** Opening Extracted data block **
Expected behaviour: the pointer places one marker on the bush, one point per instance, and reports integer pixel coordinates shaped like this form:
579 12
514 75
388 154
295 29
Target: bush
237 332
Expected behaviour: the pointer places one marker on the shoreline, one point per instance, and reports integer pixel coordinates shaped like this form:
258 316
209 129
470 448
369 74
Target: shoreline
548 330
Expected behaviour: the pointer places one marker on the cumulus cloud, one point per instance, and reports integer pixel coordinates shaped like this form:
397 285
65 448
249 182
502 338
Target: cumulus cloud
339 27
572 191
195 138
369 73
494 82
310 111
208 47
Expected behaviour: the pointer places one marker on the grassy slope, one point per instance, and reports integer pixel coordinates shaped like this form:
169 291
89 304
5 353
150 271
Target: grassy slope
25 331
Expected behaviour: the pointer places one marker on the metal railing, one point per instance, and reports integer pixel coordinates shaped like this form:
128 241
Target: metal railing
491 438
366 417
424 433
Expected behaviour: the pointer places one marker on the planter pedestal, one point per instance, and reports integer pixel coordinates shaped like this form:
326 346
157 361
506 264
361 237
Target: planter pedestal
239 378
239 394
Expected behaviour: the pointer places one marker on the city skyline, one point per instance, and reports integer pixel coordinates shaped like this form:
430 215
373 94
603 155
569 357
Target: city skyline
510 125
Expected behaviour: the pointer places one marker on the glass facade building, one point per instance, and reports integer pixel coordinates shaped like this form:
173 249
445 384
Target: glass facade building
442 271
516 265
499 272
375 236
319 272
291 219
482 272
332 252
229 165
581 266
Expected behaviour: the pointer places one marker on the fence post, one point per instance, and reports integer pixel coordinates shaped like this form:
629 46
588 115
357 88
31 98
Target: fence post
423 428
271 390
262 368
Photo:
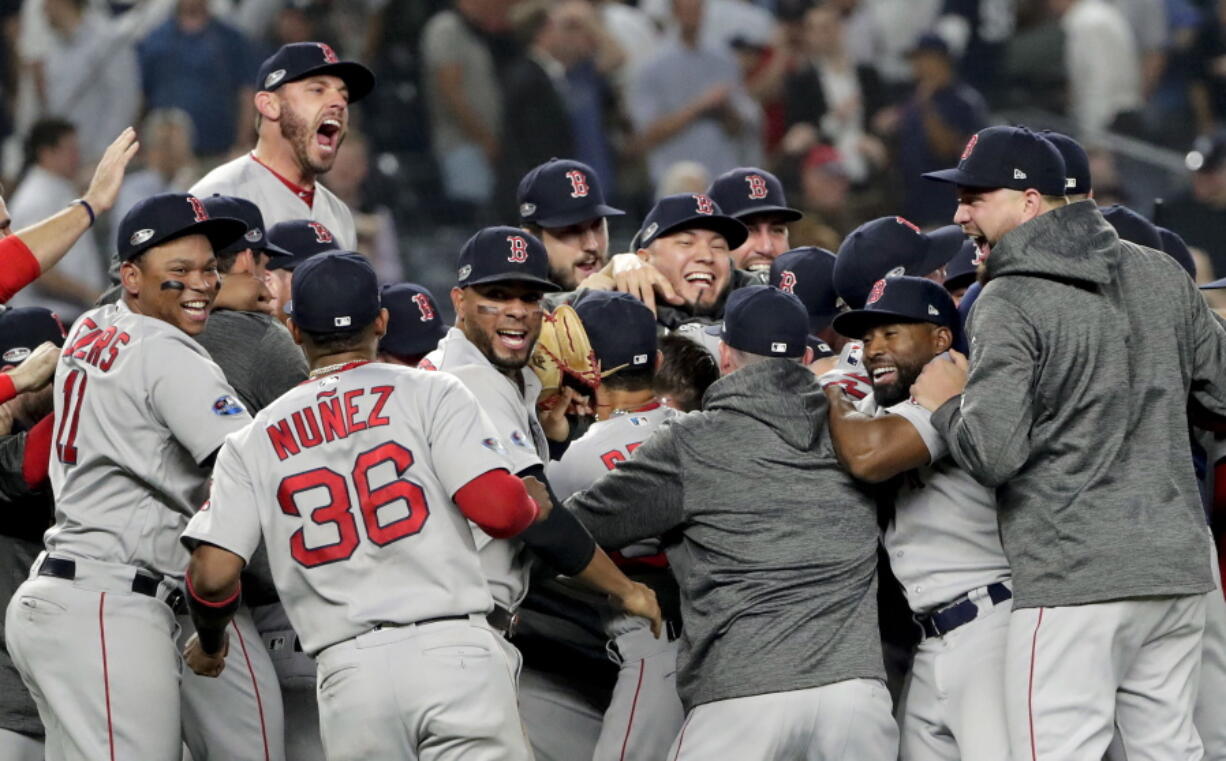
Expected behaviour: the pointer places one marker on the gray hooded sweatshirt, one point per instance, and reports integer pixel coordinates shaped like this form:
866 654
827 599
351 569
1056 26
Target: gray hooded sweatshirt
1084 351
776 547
** Closing Extracted data block **
# Task objective:
Line for line, restate the data above and omit every picture.

# Task solution:
Expected behaviour: the pointer places one marker on the bush, one point per instance, and reports integer pixel coordinates shaped like this form:
579 12
514 75
388 154
295 29
Target: bush
237 332
Expected behaviour: the pointer places one marker on the shoreline, one point per instance, and reports integer pixel coordinates shaped like this form:
258 316
209 129
470 448
369 74
Target: shoreline
548 330
Expected behaviour: the pointer places one marker on the cumulus cloud, one point per instance, and reports integer pixel coordinates shaped like this form:
397 285
65 448
249 182
502 338
Target: cumulus cloud
339 27
572 191
195 138
369 73
494 82
310 111
208 47
Expected behaviour: the pointer places one marker on the grassy slope, one point per instance, and reports integer pixel coordinates shaped like this form:
169 291
89 304
5 353
150 271
Target: grassy slope
25 331
Expected behaviour: the pointer places one marker on the metal railing, one point per instance, and reports integer pixel coordinates shaped like this form:
128 241
Target: metal railing
491 438
366 417
424 433
Expected behaviour: the pointer places one marker on the planter pedestal, one point per instance, and reports integer pixel coordinates shaped like this form:
326 346
157 361
506 264
361 237
Target: planter pedestal
239 378
239 394
Expected behaviour: the pointer places one marker on the city skyline, one point per instance, and reports integer pixel coordinates shaped like this form:
430 215
373 94
603 155
569 357
Target: city skyline
510 125
Expected behaviour: the pointer places one marker on the glass facade building, one point per instance, and reports integer pixel coordinates shaped like this form:
173 249
445 384
Target: glass facade building
442 271
516 265
499 272
375 236
319 272
291 219
482 272
332 252
229 165
581 266
Expected behaviour: the pointer places one marker on the fence post, one point per instance, and reports integer pixel coordinates shaped like this form:
629 46
588 115
357 88
31 98
Target: fence post
423 428
271 390
262 368
Photo:
Expected behaviour: the pointer places one marker on the gray hooded sweatshirt, one point per instance, and reports integer pixel coordinates shaped like this form:
866 654
827 599
351 569
1056 26
Target: gray hooded sweatshirt
1084 351
776 547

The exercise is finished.